*** EXCERPT PROVIDED ***
Malin has invested a net €369m in cash in its investment portfolio. Its fair value estimate of its investee companies is €401m.
Its market capitalisation is €352m. The group reported a loss after tax of €107m last year. One of its bigger investments to date has been acquiring 65pc of Altan, a firm that manufactures injectable medications for hospitals mainly in the Spanish market. It could do with a few performance-enhancing injectables itself, given that it provides the bulk of Malin’s revenues — which actually fell last year from €42.1m to €41.9m.
Despite forking out €34.5m for a 65pc stake in the firm, (Malin’s second-largest acquisition), its performance and future plans warrant just three paragraphs in the annual report. Another €35m investment was in Nasdaq-listed firm Novan. Malin had a 16pc stake in this business but poor product trial results saw its Nasdaq shares plummet by over 83pc last year. Malin decided not to participate in a fundraising round and so it has been diluted to under 10pc. Its shareholding is valued at €6.7m.
The Malin board had been choc-a-bloc with former Elan directors, from Kelly Martin, Kyran McLaughlin and Kieran McGowan, to O’Connor, the new chairman. McLaughlin left the board late last year. A lead independent non-executive director at Malin earned around €73,000 last year by sitting on various board committees. The chairman’s fees were nearly €100,000.
Last year, founder equity and Malin sharebased payment charges amounted to €18m, in a business that lost over €100m.
Malin has struggled to find a winning formula so far. Of course, it only needs to get lucky with one of these investments to land something big.
But there are problems with the concept. A listed entity that invests in expensive and high-risk new health products is inevitably going to have some tough days.
Investors knew that went with the territory. But some of Malin’s wounds have been self-inflicted.
*** End of EXCERPT PROVIDED ***
*** SUPPLIED ENTRIES ***
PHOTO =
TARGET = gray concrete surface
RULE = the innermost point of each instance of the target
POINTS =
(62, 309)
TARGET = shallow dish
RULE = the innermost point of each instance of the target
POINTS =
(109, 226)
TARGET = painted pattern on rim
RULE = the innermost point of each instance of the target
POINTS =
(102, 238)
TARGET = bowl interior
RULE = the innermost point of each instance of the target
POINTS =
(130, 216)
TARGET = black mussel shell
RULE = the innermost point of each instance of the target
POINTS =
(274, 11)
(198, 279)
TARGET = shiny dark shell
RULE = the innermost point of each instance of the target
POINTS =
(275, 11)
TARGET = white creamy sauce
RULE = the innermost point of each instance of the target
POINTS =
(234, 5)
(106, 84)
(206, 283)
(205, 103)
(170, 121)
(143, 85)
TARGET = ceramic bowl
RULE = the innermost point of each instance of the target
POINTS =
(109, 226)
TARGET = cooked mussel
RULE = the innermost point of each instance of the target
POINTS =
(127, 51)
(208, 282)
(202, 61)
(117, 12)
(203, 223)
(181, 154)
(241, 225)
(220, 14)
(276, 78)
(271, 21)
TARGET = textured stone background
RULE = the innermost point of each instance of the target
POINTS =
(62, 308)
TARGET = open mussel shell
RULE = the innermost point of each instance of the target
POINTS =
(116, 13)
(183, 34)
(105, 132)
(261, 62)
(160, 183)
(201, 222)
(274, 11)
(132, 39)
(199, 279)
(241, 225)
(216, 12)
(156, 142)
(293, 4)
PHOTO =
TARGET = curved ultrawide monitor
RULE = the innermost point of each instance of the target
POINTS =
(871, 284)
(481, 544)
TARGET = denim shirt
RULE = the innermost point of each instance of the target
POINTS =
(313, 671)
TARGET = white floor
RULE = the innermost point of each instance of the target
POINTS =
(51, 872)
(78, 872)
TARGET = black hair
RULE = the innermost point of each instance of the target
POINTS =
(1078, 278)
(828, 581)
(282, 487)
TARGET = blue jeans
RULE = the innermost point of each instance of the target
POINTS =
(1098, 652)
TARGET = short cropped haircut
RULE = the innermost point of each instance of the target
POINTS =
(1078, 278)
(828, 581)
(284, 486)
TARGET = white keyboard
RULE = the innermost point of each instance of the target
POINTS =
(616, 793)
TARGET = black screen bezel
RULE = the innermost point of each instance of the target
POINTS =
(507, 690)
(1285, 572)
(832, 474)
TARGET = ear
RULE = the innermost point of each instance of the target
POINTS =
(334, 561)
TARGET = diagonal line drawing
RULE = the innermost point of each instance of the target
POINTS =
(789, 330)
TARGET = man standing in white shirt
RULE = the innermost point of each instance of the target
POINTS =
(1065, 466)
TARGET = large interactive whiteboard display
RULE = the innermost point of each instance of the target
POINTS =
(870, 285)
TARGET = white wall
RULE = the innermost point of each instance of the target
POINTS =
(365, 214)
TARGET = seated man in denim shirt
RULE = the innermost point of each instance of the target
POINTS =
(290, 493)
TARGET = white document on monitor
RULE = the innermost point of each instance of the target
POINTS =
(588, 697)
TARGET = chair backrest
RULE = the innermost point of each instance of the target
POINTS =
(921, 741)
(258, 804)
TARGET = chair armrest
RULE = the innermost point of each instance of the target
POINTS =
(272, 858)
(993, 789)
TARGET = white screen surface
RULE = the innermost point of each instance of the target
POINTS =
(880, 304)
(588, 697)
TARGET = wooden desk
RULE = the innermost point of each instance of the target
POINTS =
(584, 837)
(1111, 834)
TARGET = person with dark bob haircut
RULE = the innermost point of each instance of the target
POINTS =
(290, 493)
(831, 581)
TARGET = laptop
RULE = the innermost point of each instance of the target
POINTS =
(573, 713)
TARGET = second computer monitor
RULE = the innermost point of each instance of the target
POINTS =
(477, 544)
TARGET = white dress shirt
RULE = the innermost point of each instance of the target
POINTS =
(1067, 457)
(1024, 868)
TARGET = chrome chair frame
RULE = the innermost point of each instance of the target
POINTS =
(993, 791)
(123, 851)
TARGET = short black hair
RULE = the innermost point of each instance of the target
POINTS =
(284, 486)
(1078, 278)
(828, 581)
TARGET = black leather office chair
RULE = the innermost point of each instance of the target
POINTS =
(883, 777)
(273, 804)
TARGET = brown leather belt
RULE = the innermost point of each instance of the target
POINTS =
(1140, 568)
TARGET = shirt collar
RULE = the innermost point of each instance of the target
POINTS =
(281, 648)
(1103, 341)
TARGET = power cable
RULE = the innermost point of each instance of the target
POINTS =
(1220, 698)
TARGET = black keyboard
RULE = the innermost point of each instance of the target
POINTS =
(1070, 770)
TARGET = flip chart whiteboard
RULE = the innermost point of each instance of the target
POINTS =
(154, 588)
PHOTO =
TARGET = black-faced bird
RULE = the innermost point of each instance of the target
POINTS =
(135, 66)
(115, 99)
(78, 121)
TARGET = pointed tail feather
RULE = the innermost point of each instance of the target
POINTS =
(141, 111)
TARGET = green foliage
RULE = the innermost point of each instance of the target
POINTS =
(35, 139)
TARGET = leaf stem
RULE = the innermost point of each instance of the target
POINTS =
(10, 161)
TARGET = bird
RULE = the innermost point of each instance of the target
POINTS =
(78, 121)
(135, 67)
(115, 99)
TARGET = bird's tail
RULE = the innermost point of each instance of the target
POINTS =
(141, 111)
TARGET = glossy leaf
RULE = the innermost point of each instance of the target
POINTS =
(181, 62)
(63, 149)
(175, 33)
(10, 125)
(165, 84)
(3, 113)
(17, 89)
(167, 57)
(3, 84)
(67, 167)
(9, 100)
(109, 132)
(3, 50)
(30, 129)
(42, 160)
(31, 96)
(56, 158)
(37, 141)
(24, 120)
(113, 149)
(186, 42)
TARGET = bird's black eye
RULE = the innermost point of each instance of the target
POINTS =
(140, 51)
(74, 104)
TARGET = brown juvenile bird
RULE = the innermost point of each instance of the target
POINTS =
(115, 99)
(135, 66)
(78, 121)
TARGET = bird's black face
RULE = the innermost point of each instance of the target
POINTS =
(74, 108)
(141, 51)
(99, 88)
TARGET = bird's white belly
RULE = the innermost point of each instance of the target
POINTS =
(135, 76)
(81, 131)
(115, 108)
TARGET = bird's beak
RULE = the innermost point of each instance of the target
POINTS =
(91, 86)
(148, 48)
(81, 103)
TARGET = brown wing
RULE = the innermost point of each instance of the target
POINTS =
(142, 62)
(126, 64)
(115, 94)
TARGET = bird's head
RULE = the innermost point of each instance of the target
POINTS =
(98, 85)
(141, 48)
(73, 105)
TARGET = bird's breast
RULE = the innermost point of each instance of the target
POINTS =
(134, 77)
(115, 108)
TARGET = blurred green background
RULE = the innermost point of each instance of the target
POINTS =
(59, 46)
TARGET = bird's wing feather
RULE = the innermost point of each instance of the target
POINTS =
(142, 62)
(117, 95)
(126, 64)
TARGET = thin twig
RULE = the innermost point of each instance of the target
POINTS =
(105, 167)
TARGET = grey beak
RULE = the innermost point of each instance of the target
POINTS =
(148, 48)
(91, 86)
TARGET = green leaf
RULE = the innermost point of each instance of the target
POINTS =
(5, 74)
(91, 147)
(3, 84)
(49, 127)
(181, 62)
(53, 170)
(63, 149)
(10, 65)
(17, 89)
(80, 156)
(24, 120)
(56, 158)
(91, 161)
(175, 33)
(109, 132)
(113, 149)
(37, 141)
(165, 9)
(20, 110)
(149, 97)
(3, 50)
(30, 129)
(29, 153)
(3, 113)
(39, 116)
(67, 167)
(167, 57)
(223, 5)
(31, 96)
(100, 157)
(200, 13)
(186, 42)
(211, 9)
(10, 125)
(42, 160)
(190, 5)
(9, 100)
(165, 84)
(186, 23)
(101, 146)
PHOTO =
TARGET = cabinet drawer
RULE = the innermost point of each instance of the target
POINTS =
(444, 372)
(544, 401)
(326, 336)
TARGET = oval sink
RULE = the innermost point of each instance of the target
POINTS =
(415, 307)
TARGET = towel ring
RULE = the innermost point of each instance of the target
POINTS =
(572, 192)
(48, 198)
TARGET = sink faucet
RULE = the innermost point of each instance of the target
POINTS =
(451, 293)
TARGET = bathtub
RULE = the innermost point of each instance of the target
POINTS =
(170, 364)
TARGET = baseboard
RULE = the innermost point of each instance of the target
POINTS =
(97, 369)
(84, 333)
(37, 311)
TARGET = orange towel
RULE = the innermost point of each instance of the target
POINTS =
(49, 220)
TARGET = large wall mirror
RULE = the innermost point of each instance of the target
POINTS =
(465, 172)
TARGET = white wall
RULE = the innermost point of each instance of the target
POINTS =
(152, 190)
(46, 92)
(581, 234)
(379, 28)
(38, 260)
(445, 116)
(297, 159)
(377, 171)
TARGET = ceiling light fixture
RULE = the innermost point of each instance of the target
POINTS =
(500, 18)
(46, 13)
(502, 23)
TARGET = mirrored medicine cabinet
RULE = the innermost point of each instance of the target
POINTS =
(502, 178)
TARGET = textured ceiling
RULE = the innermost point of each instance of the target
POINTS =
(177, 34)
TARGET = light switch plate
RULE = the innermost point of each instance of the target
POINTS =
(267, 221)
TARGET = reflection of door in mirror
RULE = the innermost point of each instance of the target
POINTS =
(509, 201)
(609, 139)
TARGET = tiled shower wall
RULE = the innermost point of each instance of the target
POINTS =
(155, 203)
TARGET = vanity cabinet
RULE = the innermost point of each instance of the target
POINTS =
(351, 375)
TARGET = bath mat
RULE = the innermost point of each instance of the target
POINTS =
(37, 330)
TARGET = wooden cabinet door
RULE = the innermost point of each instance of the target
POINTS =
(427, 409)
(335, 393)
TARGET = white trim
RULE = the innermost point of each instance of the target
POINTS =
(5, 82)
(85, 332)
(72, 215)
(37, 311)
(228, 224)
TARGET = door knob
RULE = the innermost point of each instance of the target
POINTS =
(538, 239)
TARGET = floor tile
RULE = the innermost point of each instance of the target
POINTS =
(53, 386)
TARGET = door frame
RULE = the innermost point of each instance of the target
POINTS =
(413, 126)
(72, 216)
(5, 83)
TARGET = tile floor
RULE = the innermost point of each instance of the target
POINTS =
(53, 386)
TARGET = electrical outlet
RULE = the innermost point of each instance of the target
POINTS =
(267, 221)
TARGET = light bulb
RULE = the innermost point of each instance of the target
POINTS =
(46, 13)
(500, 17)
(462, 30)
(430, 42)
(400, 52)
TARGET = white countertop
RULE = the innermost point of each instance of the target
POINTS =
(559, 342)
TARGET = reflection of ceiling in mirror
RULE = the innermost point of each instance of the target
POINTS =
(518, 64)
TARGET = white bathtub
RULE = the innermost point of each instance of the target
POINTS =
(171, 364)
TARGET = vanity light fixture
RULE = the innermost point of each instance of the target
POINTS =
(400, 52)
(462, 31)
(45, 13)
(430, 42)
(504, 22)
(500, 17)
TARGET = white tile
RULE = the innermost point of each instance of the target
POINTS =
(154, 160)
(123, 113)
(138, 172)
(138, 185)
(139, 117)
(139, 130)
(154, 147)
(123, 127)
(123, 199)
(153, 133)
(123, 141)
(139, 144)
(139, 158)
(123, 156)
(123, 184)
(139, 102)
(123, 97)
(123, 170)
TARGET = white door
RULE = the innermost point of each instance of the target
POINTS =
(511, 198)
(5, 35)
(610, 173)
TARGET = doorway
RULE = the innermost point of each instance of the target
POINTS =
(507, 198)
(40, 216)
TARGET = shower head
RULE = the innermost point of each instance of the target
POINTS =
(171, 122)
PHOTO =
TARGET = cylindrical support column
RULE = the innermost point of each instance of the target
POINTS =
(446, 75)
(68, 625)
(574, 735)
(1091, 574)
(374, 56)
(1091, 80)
*** End of SUPPLIED ENTRIES ***
WHAT YOU SHOULD DO: In the text about Malin, how much did Malin pay for its stake in Altan? These entries are separate material, unconnected to the text about Malin.

ANSWER BOX: €34.5m, for a 65pc stake.